_Exercise a_
Extract the stretch of the ASN.1 passage from "It is quite" through "cannot do that.", copying it word for word.

_Text passage_
⟨
It is quite true that ASN.1 is just tagged data. And it is also true that
people expect to be able to use it without giving it any initial consideration,
and you just cannot do that.

However, the biggest problem with ASN.1 in my opinion is that it promises much
more than it delivers. At first glance it looks like you can add new primitive
types via the source language (i.e. via macros). But the fact of the matter is
that you cannot do this. All you can do is change the format of the source
language around, and given the modular nature of most ASN.1 these days this
ends up making it harder rather than easier to process the stuff. I think ASN.1
macros were a really terrible idea in ASN.1 and we'd all be better off without
them. (The new macro replacement mechanisms look better, but are probably too
late.)

Another major problem is the lack of decent documentation. I've looked at
dozens of books that purport to describe ASN.1, and thus far I've only found
one reasonable one -- Douglas Steedman's. All it covers is ASN.1 and it does it
very well, although it is now somewhat dated. The ASN.1 standards documents may
well be the worst in the entire ITU collection. And what's more, they seem to
have degenerated over time -- the best of the lot was the description in
X.400-1984!

When it came time for me to implement X.400-1984 I floundered around in the
standards swamp for quite a while. Then some guy from DEC told me about
Steedman's book. He said it was a must-have and he was right. After reading it
I immediately deleted all the code I had and started over, and I was able to
implement X.400-1984 in a straightforward way without any major incidents after
that.

I don't believe in using ASN.1 compilers either. They always mean using an
intermediate representation and I cannot tolerate the inefficiency of that. I
played around with the stuff in ISODE but gave up it up as hopeless in fairly
short order.

I have a little ASN.1 routine library (2500 lines or so) that I use and I just
crank out code based on that. It is just not that hard once you really
understand what's going on -- the understanding was the hard part.
⟩
_Provided records_
⟨
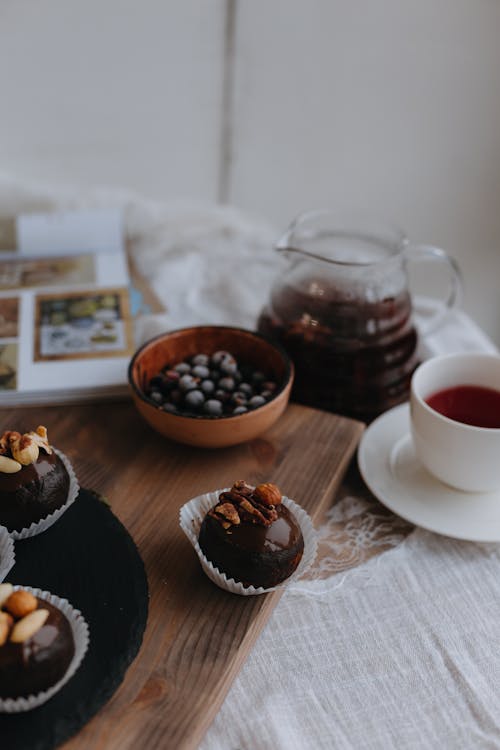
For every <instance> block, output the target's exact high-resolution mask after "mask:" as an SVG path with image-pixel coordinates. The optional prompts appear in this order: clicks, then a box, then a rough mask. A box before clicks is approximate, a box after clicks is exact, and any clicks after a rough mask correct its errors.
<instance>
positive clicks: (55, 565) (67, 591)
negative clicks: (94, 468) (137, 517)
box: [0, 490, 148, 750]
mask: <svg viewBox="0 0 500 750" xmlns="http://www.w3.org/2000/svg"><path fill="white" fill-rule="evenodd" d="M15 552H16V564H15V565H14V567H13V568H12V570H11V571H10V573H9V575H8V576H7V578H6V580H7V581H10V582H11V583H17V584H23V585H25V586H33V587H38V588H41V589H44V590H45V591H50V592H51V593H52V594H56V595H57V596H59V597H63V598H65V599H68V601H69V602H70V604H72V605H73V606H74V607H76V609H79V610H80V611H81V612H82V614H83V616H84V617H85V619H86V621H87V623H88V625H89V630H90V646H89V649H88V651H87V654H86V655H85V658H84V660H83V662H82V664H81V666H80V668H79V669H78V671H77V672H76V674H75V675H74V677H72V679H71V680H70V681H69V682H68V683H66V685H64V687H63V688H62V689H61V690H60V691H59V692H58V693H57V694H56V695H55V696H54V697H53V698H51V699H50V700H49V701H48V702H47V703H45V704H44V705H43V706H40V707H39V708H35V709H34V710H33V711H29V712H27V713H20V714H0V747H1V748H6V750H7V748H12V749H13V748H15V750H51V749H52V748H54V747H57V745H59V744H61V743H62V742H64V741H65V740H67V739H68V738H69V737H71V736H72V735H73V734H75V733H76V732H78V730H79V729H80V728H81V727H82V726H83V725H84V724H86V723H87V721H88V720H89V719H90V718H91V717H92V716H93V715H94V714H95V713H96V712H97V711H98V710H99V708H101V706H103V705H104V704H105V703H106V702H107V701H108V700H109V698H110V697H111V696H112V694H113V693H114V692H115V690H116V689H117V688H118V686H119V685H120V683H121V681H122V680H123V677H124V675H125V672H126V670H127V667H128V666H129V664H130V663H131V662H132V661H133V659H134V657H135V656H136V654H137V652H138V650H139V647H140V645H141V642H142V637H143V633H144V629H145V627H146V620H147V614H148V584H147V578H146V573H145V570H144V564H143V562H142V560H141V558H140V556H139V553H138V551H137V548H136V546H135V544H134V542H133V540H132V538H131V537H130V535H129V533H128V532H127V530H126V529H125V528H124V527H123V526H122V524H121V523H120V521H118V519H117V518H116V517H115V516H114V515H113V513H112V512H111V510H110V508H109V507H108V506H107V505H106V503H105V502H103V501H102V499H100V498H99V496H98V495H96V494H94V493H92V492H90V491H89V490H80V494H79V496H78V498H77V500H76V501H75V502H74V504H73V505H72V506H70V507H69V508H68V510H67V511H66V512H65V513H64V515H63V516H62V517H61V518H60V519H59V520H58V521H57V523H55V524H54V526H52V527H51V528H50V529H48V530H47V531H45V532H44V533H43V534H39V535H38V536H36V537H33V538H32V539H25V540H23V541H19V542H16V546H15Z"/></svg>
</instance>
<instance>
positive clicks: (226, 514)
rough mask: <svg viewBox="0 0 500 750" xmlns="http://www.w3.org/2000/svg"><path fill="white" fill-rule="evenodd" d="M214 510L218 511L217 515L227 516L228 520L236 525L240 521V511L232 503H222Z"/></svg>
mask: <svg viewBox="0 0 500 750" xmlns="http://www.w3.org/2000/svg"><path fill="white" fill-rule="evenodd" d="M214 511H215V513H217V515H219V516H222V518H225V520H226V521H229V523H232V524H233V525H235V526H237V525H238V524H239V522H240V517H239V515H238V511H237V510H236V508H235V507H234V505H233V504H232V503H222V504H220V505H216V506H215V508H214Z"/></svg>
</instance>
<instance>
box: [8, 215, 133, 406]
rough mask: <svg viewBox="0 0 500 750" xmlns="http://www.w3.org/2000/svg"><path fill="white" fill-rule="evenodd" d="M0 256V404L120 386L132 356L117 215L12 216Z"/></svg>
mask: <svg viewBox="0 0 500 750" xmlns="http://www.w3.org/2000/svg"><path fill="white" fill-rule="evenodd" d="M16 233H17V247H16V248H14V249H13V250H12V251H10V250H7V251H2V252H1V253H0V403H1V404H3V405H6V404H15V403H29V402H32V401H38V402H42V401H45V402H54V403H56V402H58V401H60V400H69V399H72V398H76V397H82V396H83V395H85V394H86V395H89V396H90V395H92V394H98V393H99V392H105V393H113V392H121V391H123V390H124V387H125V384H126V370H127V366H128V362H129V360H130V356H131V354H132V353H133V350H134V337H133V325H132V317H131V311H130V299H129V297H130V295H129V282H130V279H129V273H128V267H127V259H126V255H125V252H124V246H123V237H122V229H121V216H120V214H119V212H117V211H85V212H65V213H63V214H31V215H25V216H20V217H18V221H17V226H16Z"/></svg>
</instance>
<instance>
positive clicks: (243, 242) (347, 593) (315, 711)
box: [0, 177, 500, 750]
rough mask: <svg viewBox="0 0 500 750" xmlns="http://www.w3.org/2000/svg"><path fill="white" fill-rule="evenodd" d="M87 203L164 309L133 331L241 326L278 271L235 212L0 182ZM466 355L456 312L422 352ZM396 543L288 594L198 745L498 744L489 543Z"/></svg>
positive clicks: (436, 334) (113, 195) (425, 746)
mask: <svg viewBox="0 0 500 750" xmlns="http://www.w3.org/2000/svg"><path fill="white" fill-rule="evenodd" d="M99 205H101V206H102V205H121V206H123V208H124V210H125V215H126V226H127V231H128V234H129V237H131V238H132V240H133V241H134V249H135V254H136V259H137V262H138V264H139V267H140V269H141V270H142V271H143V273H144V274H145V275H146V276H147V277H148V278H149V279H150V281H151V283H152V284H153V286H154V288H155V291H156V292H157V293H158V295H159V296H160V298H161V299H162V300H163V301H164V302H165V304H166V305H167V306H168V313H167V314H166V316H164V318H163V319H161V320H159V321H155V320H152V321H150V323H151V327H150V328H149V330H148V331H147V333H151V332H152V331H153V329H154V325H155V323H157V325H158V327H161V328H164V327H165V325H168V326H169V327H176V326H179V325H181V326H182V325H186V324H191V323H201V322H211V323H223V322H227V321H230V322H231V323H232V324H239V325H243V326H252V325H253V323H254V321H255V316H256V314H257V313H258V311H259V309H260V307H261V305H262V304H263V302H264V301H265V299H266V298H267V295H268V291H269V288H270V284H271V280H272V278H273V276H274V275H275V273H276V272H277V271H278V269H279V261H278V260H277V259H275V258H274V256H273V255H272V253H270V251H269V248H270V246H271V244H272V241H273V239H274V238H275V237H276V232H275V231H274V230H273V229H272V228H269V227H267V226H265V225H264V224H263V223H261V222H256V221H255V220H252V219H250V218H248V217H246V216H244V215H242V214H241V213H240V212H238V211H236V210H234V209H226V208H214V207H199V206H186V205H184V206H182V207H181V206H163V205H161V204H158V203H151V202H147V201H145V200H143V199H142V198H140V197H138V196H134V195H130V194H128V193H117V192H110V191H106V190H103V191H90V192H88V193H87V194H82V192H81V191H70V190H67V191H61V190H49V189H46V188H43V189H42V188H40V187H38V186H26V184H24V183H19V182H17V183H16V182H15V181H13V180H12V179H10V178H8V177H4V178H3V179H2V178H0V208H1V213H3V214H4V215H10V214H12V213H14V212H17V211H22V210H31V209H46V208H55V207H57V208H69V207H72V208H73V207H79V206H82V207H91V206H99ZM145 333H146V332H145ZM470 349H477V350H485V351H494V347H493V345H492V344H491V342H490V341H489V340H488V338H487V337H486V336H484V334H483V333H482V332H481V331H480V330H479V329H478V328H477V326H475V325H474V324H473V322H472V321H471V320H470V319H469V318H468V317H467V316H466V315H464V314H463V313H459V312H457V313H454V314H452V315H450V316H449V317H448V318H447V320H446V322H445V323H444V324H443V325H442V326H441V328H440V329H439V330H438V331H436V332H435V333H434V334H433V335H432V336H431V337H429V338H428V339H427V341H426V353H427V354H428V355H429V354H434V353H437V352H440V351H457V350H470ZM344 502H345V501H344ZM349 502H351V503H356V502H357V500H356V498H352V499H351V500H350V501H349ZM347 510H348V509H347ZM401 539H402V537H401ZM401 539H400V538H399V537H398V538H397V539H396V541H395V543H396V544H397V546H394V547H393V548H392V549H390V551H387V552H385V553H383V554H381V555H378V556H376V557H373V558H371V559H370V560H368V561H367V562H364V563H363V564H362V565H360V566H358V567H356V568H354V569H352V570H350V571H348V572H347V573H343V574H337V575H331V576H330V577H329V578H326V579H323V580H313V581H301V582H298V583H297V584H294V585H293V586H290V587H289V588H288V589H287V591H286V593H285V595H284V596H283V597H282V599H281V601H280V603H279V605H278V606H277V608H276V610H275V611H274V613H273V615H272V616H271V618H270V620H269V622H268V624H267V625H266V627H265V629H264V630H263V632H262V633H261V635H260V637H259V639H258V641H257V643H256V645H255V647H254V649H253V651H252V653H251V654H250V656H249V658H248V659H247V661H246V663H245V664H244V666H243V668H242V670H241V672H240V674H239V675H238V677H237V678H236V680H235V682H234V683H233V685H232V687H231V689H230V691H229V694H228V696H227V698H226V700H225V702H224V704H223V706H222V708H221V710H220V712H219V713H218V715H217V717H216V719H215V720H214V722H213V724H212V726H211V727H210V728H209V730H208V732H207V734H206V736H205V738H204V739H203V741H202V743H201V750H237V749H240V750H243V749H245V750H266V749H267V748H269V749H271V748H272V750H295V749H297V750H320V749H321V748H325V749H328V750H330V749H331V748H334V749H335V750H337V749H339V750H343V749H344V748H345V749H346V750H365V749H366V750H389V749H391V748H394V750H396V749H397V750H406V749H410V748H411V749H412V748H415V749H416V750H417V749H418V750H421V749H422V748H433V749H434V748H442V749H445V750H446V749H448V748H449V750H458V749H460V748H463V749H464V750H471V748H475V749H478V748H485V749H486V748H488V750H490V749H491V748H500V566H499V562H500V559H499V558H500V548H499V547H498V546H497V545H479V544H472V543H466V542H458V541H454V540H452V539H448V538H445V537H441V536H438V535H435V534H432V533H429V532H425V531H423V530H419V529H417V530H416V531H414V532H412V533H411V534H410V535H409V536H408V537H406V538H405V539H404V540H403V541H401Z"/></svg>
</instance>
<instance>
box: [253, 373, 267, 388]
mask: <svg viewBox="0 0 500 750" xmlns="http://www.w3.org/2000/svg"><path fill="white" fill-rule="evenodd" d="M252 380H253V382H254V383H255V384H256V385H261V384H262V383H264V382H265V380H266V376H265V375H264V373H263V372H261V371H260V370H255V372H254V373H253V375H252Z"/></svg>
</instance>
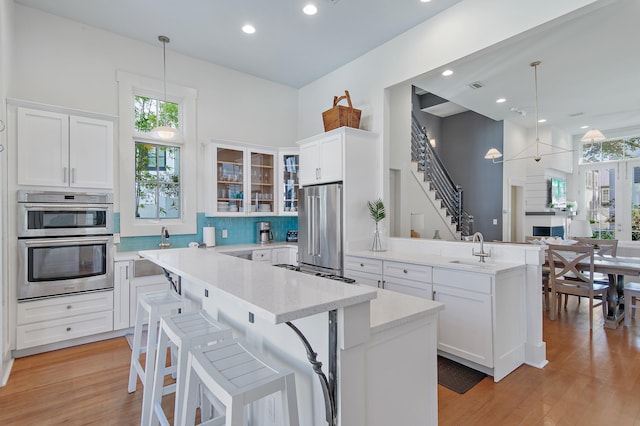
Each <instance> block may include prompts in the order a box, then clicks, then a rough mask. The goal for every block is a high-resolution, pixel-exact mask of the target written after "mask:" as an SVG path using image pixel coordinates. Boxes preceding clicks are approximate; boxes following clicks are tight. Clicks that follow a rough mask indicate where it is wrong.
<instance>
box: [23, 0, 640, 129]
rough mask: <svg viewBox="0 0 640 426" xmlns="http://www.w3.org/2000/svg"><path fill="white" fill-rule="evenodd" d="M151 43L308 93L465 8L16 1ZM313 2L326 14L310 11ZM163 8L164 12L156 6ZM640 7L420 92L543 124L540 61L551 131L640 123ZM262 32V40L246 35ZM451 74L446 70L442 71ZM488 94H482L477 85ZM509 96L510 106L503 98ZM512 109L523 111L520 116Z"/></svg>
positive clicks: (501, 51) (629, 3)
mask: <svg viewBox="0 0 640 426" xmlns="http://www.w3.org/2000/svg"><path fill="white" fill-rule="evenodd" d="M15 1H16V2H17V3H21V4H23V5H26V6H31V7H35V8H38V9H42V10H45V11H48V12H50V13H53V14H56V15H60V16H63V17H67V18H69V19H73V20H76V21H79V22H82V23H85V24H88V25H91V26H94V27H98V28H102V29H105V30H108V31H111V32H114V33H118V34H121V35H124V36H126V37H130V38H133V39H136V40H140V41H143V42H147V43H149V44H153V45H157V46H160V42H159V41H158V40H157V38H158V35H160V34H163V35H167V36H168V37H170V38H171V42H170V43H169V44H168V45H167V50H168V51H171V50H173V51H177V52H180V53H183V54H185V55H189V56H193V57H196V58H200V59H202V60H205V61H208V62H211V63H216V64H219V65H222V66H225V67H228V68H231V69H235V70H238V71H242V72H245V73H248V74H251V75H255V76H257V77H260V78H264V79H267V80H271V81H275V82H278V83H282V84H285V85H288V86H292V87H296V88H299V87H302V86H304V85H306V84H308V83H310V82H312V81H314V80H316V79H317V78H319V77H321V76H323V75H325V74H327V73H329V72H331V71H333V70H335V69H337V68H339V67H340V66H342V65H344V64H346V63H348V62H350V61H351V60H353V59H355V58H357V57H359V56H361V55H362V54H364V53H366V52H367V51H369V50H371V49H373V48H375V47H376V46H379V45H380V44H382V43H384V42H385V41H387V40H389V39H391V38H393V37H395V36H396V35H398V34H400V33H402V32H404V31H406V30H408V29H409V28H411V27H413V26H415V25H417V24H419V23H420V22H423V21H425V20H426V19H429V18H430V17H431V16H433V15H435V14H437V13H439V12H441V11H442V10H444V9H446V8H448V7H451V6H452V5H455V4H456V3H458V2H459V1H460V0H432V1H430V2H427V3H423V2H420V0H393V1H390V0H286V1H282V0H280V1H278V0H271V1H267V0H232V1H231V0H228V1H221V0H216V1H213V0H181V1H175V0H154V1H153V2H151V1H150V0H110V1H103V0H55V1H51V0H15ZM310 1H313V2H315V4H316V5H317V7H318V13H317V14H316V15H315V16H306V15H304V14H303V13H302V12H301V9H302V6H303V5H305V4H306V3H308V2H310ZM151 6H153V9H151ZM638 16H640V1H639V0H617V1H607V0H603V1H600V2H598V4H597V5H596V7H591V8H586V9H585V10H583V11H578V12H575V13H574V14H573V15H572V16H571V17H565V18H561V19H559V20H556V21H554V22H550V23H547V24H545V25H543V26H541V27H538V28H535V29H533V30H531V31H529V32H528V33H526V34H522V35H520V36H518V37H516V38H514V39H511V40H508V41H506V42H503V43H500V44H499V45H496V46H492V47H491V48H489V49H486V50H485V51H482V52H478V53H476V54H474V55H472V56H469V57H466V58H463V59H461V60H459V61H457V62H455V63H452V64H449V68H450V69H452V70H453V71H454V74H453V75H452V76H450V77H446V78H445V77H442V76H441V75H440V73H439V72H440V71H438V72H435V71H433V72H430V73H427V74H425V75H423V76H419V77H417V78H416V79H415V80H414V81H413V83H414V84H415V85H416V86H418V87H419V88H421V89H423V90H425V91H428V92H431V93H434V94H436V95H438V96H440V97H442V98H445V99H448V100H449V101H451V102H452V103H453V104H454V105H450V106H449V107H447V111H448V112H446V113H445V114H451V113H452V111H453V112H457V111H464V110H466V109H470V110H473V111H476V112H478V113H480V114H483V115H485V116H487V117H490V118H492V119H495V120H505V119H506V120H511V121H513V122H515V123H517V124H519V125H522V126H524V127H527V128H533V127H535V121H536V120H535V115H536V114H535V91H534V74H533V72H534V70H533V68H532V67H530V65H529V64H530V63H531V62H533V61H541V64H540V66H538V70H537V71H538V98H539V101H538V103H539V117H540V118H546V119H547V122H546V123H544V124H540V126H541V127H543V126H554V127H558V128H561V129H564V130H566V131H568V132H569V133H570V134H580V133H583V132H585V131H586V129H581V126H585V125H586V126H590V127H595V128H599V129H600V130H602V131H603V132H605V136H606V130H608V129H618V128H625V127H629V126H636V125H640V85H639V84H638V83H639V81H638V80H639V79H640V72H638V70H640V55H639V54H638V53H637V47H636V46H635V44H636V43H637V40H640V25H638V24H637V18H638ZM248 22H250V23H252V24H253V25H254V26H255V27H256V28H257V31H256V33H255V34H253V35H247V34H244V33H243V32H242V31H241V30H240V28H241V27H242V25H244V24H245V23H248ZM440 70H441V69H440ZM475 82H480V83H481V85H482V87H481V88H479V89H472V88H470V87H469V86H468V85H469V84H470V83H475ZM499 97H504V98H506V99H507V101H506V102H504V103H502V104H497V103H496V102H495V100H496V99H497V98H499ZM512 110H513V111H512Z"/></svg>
⟩
_Exercise b_
Rewrite the stretch of the records from the line that contains "203L164 309L133 331L241" through the line that contains "positive clicks: (436, 334)", replacing "rough mask" with "coarse mask" and keeping everything else the same. Give only those lines.

_Answer section a_
It is quite true that ASN.1 is just tagged data. And it is also true that
people expect to be able to use it without giving it any initial consideration,
and you just cannot do that.

_Answer section b_
coarse mask: <svg viewBox="0 0 500 750" xmlns="http://www.w3.org/2000/svg"><path fill="white" fill-rule="evenodd" d="M87 203L164 309L133 331L241 326L278 271L235 212L0 182ZM466 355L456 312L422 352ZM396 543L288 594L198 745L498 744L489 543Z"/></svg>
positive clicks: (436, 334) (113, 195) (425, 746)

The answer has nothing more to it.